* Excerpt provided *
* * * *

Click on "Pull request". Make sure to add the GitHub handle of
[name of mentor] as a reviewer, so that the Hugging
Face team gets notified for future changes.
6. Change the PR into a draft by clicking on "Convert to draft" on the
right of the GitHub pull request web page.
In the following, whenever you have done some progress, don't forget to
commit your work and push it to your account so that it shows in the
pull request. Additionally, you should make sure to update your work
with the current master from time to time by doing:
git fetch upstream
git merge upstream/master
In general, all questions you might have regarding the model or your
implementation should be asked in your PR and discussed/solved in the
PR. This way, [name of mentor] will always be notified when you are
committing new code or if you have a question. It is often very helpful
to point [name of mentor] to your added code so that the Hugging
Face team can efficiently understand your problem or question.
To do so, you can go to the "Files changed" tab where you see all of
your changes, go to a line regarding which you want to ask a question,
and click on the "+" symbol to add a comment. Whenever a question or
problem has been solved, you can click on the "Resolve" button of the
created comment.
In the same way, [name of mentor] will open comments when reviewing
your code. We recommend asking most questions on GitHub on your PR. For
some very general questions that are not very useful for the public,
feel free to ping [name of mentor] by Slack or email.
**5. Adapt the generated models code for [camelcase name of model]**
At first, we will focus only on the model itself and not care about the
tokenizer. All the relevant code should be found in the generated files
`src/transformers/models/[lowercase name of model]/modeling_[lowercase name of model].py` and
`src/transformers/models/[lowercase name of model]/configuration_[lowercase name of model].py`.

* * * *

* The tasks *
A. Decide whether each statement below agrees with the pull request guide above. For each, answer yes or no and quote the words from the guide that settle it.
(i) The pull request should be turned into a draft using the "Convert to draft" option.
(ii) Every question about the implementation should go to the mentor by email.
(iii) The first step in adapting the code is to work on the tokenizer.
B. Carry on the pull request guide above, starting right after its final sentence.

* * * *

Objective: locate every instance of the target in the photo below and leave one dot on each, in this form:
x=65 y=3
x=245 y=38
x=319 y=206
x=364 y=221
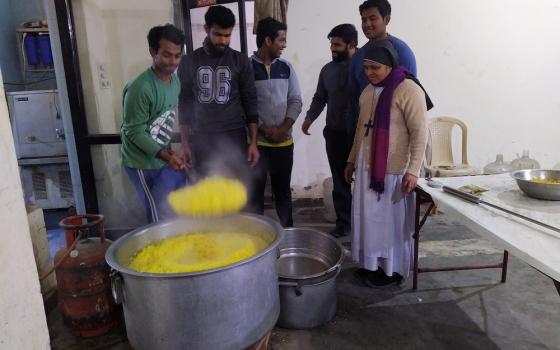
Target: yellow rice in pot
x=198 y=251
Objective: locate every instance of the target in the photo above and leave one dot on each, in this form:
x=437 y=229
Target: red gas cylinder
x=84 y=287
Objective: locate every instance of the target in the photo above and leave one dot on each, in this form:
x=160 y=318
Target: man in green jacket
x=149 y=113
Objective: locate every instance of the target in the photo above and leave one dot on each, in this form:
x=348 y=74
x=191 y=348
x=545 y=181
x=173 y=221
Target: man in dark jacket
x=331 y=91
x=218 y=103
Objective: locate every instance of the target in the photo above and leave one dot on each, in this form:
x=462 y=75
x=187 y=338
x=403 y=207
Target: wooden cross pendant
x=368 y=126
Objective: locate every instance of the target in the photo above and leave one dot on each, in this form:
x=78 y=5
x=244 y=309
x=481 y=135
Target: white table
x=536 y=245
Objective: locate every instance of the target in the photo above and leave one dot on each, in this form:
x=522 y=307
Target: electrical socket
x=102 y=74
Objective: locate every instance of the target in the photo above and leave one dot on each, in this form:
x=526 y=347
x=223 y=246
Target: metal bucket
x=226 y=308
x=308 y=265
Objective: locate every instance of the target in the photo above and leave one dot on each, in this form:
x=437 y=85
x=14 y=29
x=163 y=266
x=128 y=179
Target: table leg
x=504 y=266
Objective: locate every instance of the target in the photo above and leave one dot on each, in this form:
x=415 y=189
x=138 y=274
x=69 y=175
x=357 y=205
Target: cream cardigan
x=408 y=134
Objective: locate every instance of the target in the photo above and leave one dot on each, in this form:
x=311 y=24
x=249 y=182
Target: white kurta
x=382 y=229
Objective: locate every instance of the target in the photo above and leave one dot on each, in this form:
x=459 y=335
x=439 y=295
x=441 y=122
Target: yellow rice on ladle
x=209 y=197
x=192 y=252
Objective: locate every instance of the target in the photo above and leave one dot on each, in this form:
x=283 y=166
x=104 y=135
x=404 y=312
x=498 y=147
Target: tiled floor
x=450 y=310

* * * *

* Responses *
A.
(i) Yes: "Change the PR into a draft by clicking on "Convert to draft" on the right of the GitHub pull request web page."
(ii) No: "all questions you might have regarding the model or your implementation should be asked in your PR and discussed/solved in the PR."
(iii) No: "At first, we will focus only on the model itself and not care about the tokenizer."

B.
Now you can finally start coding :). The generated code in
`src/transformers/models/[lowercase name of model]/modeling_[lowercase name of model].py` will
either have the same architecture as BERT if it's an encoder-only model
or BART if it's an encoder-decoder model. At this point, you should
remind yourself what you've learned in the beginning about the
theoretical aspects of the model: *How is the model different from BERT
or BART?*\". Implement those changes which often means to change the
*self-attention* layer, the order of the normalization layer, etc...
Again, it is often useful to look at the similar architecture of already
existing models in Transformers to get a better feeling of how your
model should be implemented.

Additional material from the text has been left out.